--- Task ---
Nothing in the records may be altered, so transcribe them exactly.
====
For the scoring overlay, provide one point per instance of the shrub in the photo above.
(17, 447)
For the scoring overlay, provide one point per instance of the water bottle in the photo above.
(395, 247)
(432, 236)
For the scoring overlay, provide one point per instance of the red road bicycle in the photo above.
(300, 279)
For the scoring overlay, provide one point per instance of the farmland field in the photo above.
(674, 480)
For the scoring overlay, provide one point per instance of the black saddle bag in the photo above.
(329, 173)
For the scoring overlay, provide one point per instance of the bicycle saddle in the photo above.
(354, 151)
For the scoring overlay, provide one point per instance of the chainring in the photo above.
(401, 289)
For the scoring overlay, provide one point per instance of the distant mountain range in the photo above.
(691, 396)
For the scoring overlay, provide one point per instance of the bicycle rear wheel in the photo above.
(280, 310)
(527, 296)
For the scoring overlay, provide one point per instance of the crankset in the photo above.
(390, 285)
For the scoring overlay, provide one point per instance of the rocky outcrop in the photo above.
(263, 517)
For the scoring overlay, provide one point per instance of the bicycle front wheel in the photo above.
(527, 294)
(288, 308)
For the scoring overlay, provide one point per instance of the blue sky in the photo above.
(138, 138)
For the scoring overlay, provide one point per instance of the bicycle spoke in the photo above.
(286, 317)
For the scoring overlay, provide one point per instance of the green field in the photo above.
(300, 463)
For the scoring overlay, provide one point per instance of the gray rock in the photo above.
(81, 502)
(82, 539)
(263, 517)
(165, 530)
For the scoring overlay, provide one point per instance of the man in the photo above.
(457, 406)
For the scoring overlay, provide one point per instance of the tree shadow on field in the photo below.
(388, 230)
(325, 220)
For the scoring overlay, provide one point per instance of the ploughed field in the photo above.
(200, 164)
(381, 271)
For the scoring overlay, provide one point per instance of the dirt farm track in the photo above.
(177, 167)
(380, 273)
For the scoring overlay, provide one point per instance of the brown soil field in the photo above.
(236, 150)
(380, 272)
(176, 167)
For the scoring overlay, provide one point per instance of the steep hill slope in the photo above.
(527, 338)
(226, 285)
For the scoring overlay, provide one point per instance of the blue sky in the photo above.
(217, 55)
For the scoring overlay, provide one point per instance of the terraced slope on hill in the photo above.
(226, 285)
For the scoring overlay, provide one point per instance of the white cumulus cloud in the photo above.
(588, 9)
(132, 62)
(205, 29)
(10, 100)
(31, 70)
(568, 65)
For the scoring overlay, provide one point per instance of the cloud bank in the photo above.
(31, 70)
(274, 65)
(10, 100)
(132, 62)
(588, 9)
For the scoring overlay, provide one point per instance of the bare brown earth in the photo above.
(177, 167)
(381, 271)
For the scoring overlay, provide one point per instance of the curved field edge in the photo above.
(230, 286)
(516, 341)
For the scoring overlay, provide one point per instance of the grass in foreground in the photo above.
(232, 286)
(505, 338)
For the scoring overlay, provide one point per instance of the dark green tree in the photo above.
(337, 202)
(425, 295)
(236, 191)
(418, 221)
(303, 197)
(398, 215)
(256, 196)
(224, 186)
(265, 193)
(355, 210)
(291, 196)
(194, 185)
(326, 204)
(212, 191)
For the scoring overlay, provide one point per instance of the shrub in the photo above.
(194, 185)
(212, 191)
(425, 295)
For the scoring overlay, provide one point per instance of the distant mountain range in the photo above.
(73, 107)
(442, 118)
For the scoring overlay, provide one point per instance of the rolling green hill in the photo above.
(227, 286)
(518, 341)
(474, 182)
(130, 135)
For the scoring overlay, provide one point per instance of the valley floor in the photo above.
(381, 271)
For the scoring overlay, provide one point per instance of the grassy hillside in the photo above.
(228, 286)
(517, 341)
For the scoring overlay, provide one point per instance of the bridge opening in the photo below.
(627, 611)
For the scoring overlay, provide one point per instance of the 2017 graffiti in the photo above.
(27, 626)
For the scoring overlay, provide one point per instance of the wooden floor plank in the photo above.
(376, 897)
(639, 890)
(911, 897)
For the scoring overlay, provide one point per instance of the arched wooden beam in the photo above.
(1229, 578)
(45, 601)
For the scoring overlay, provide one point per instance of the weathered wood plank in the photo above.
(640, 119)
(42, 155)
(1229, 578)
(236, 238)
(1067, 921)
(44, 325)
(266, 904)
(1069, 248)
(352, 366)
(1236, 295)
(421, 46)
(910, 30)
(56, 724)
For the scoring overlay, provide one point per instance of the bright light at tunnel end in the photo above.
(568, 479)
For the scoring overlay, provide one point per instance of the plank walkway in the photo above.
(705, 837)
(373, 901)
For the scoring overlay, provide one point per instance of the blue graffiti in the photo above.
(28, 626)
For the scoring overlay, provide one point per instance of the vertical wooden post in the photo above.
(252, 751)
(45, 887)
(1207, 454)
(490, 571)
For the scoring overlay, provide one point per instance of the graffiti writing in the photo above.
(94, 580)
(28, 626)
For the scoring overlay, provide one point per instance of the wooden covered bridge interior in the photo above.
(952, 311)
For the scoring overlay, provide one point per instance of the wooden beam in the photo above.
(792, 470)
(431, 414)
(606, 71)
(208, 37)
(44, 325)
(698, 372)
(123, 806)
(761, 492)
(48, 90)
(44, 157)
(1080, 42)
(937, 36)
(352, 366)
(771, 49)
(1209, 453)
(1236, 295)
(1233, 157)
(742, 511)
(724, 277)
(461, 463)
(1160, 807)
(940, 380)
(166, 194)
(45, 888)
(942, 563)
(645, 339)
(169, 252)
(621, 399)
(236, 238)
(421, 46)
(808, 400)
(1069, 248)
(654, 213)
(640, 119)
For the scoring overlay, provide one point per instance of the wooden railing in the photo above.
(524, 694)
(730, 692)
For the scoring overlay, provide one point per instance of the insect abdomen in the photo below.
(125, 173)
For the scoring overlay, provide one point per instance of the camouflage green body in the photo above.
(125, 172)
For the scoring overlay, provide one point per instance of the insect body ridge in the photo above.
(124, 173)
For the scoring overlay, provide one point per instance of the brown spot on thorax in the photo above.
====
--- Your solution ---
For the scoring overlay, provide one point per instance of the shrub in the photo above.
(17, 447)
For the scoring overlay, provide one point per instance of the water bottle in the photo above.
(395, 247)
(432, 236)
For the scoring overlay, provide one point per instance of the red road bicycle in the photo above.
(300, 279)
For the scoring overlay, provide one point per instance of the farmland field in the photo above.
(674, 480)
For the scoring overlay, provide one point per instance of the black saddle bag in the photo above.
(329, 173)
For the scoring overlay, provide one point per instance of the bicycle saddle in the photo above.
(354, 151)
For the scoring overlay, provide one point per instance of the chainring in the photo above.
(401, 289)
For the scoring overlay, provide one point per instance of the distant mountain range in the photo above.
(691, 396)
For the scoring overlay, provide one point per instance of the bicycle rear wheel in the photo above.
(280, 310)
(527, 296)
For the scoring overlay, provide one point per instance of the crankset in the photo above.
(390, 285)
For the scoring overlay, provide one point per instance of the rocky outcrop in the photo above.
(263, 517)
For the scoring overlay, provide one point per instance of the bicycle front wheel in the photo above.
(527, 294)
(288, 308)
For the scoring overlay, provide one point per instance of the blue sky in the photo above.
(138, 138)
For the scoring overlay, provide one point per instance of the bicycle spoke in the photo above.
(286, 317)
For the scoring overlay, provide one point per instance of the green field in the photo above.
(300, 463)
For the scoring overlay, provide one point per instance of the gray rock in the photo above.
(81, 502)
(82, 539)
(263, 517)
(165, 530)
For the scoring overlay, provide one point per instance of the man in the photo above.
(457, 406)
For the scoring overlay, provide one point per instance of the tree shadow on field in the photo below.
(388, 230)
(325, 220)
For the scoring overlay, provide one point per instance of the ploughed field in the photo above.
(200, 164)
(381, 271)
For the scoring overlay, provide one point per instance of the dirt farm track in the photo above.
(177, 167)
(380, 273)
For the scoring overlay, provide one point per instance of the brown soil field in the photo above.
(236, 150)
(380, 272)
(176, 167)
For the scoring overlay, provide one point per instance of the steep hill slope in the photo above.
(527, 338)
(226, 285)
For the scoring overlay, provide one point per instance of the blue sky in the photo above.
(217, 55)
For the scoring overlay, provide one point per instance of the terraced slope on hill in the photo above.
(226, 285)
For the scoring overlay, provide one point per instance of the white cumulus cloud in the photo above.
(588, 9)
(132, 62)
(205, 29)
(10, 100)
(31, 70)
(568, 65)
For the scoring overlay, provide one point per instance of the cloud bank in the photo above.
(31, 70)
(274, 65)
(10, 100)
(132, 62)
(588, 9)
For the scoring overlay, provide one point per instance of the bare brown earth in the photo above.
(177, 167)
(381, 271)
For the scoring overlay, provide one point per instance of the curved field edge in the photo above.
(230, 286)
(516, 341)
For the scoring overlay, provide one point per instance of the grass in foreground in the photo above.
(232, 286)
(505, 338)
For the scoring overlay, provide one point per instance of the dark green tree in the photo above.
(337, 202)
(425, 295)
(236, 191)
(418, 221)
(303, 197)
(398, 215)
(256, 196)
(224, 186)
(265, 193)
(355, 210)
(291, 196)
(194, 185)
(326, 204)
(212, 191)
For the scoring overlay, provide one point per instance of the shrub in the photo above.
(194, 185)
(212, 191)
(425, 295)
For the scoring overlay, provide one point per instance of the distant mountain range in the photo above.
(73, 107)
(442, 118)
For the scoring overlay, provide one point per instance of the rolling green hill in the photo above.
(227, 286)
(518, 341)
(474, 182)
(130, 135)
For the scoring overlay, provide one point per instance of the valley floor in the photo above.
(381, 271)
For the scoring overlay, provide one point per instance of the grassy hillside in the photo above.
(228, 286)
(517, 341)
For the scoring overlay, provide one point per instance of the bridge opening in the photo below.
(627, 611)
For the scoring overlay, provide one point per instance of the 2017 graffiti in the photo above.
(27, 626)
For the scoring overlay, provide one point per instance of the wooden floor plank in the photo above.
(376, 897)
(639, 890)
(911, 897)
For the scoring overlay, provide one point per instance of the arched wooden beam in the photo above.
(1229, 578)
(45, 601)
For the scoring overlay, provide one point per instance of the weathered wood plank in the photo above.
(640, 119)
(42, 155)
(1229, 578)
(236, 238)
(1067, 921)
(44, 325)
(266, 904)
(1069, 248)
(352, 366)
(1236, 295)
(421, 46)
(910, 30)
(56, 724)
For the scoring overlay, provide one point per instance of the bright light at tunnel end in the photo above.
(568, 479)
For the scoring overlay, provide one point per instance of the plank walkway in the photo above.
(705, 837)
(373, 901)
For the scoring overlay, provide one point per instance of the blue graffiti in the photo above.
(28, 626)
For the scoring overlay, provide one point per instance of the vertical wooden post in the photo above.
(252, 751)
(45, 887)
(1207, 454)
(490, 571)
For the scoring overlay, provide one point per instance of the graffiti writing in the photo above.
(94, 580)
(28, 626)
For the scoring overlay, provide one point per instance of the wooden covered bridge interior in the photo above.
(952, 311)
For the scoring overlay, provide one point per instance of the wooden beam in the photo above.
(792, 470)
(431, 414)
(606, 71)
(208, 37)
(44, 325)
(698, 372)
(123, 806)
(761, 492)
(48, 90)
(44, 157)
(1080, 42)
(937, 36)
(352, 366)
(771, 49)
(1209, 453)
(1236, 295)
(1233, 157)
(742, 511)
(724, 277)
(461, 463)
(1160, 807)
(940, 380)
(166, 194)
(45, 888)
(942, 563)
(645, 339)
(169, 252)
(621, 399)
(236, 238)
(421, 46)
(808, 400)
(1069, 248)
(654, 213)
(640, 119)
For the scoring overlay, provide one point per instance of the wooden railing in the photo above.
(524, 694)
(730, 692)
For the scoring overlay, provide one point per instance of the insect abdomen in the photo below.
(125, 173)
For the scoring overlay, provide one point per instance of the camouflage green body in the photo above.
(125, 172)
For the scoring overlay, provide one point per instance of the insect body ridge in the photo above.
(124, 173)
For the scoring overlay, provide one point per instance of the brown spot on thorax in the photo above.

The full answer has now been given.